▶ **Exercices**:
1. Recopiez mot pour mot le passage du texte sur l'accaparement des terres, depuis « Aujourd’hui nous assistons » jusqu'à « les pays nantis. ».
2. D'après le texte sur l'accaparement des terres, quelle somme les pays nantis ont-ils mobilisée pour acquérir des terres ?
3. Poursuivez le texte sur l'accaparement des terres après sa dernière phrase.

▶ **Texte**:
Aujourd’hui nous assistons à un phénomène nouveau : l’accaparement des terres, qui se traduit par l’achat et la location à très long terme (de 30 à 99 ans) de grandes superficies de terres agricoles par des Etats étrangers, des multinationales et parfois des opérateurs économiques privés nationaux. Ce phénomène s’explique par le fait que l’agriculture est devenue un enjeu stratégique depuis la crise alimentaire, la flambée du prix du pétrole et la crise boursière et financière.

Tous les continents sont touchés par ce phénomène, mais, comme à l’accoutumée, l’Afrique est davantage concernée et exposée. Il s’agit essentiellement en plus de notre continent de l’Europe de l’Est, de l’Asie et de l’Amérique latine. En moins deux ans après les remous de la crise alimentaire, de la crise financière plus de 100 milliards de dollars ont été mobilisés pour acquérir des terres par les pays nantis.

▶ **Matériel présenté**:
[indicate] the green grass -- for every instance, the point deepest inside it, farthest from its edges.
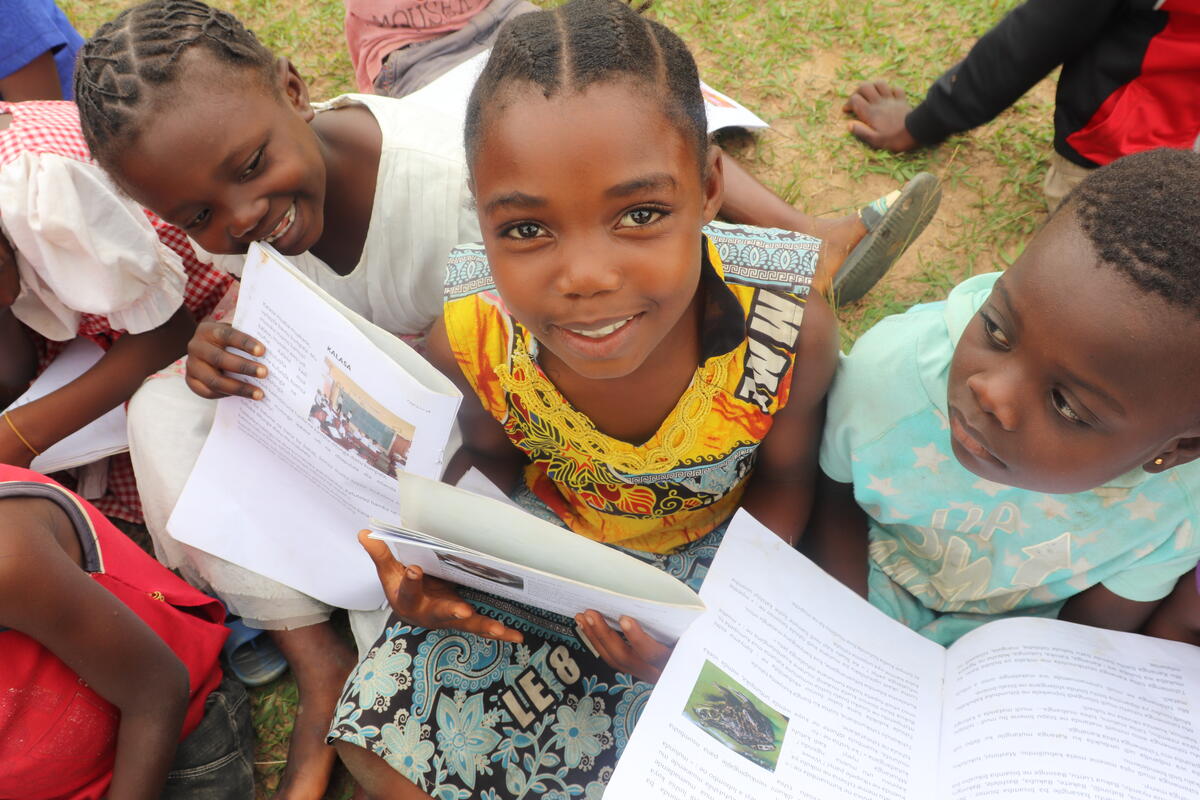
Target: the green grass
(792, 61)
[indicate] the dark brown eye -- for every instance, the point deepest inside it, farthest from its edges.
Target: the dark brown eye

▶ **Réponses**:
1.
Aujourd’hui nous assistons à un phénomène nouveau : l’accaparement des terres, qui se traduit par l’achat et la location à très long terme (de 30 à 99 ans) de grandes superficies de terres agricoles par des Etats étrangers, des multinationales et parfois des opérateurs économiques privés nationaux. Ce phénomène s’explique par le fait que l’agriculture est devenue un enjeu stratégique depuis la crise alimentaire, la flambée du prix du pétrole et la crise boursière et financière.

Tous les continents sont touchés par ce phénomène, mais, comme à l’accoutumée, l’Afrique est davantage concernée et exposée. Il s’agit essentiellement en plus de notre continent de l’Europe de l’Est, de l’Asie et de l’Amérique latine. En moins deux ans après les remous de la crise alimentaire, de la crise financière plus de 100 milliards de dollars ont été mobilisés pour acquérir des terres par les pays nantis.

2. Plus de 100 milliards de dollars.

3.
Pour revenir à notre cher continent, dans la plupart des pays, nous constatons des investissements importants dans la reforme des lois foncières et dans l’établissement des plans fonciers ruraux. L’ensemble de ces cadres règlementaires vise à ouvrir la voie de façon légale à la vente massive des terres agricoles   voire à justifier à postériori de ventes déjà effectuées. Ces reformes ont été suscitées et financées par la Banque Mondiale et les USA.

Notons qu’il s’agit d’un domaine où l’information est jalousement gardée de peur de déclencher des soulèvements populaires contre cet état de chose qui met en péril les moyens d’existence durables de ces populations.

A titre d’exemple :

  • A Madagascar, l’Etat à concédé plus d’un million trois cent mille hectares a la société DAEWOO, pour produire du vivier en vue d’exporter vers la Corée
  • Au Mali, plus de trois cent mille hectares ont été concédés aux industries agro-alimentaires et à des pays tiers comme la Libye qui a elle seule a obtenu 100.000 ha dans la zone de l’Office du Niger.
  • Au Sénégal, au Bénin, au Nigéria, au Ghana, plusieurs centaines de milliers d’hectares sont vendus soit pour la production d’agrocarburants soit la production vivrière afin de compenser les déficits alimentaires dans certains Etats nantis.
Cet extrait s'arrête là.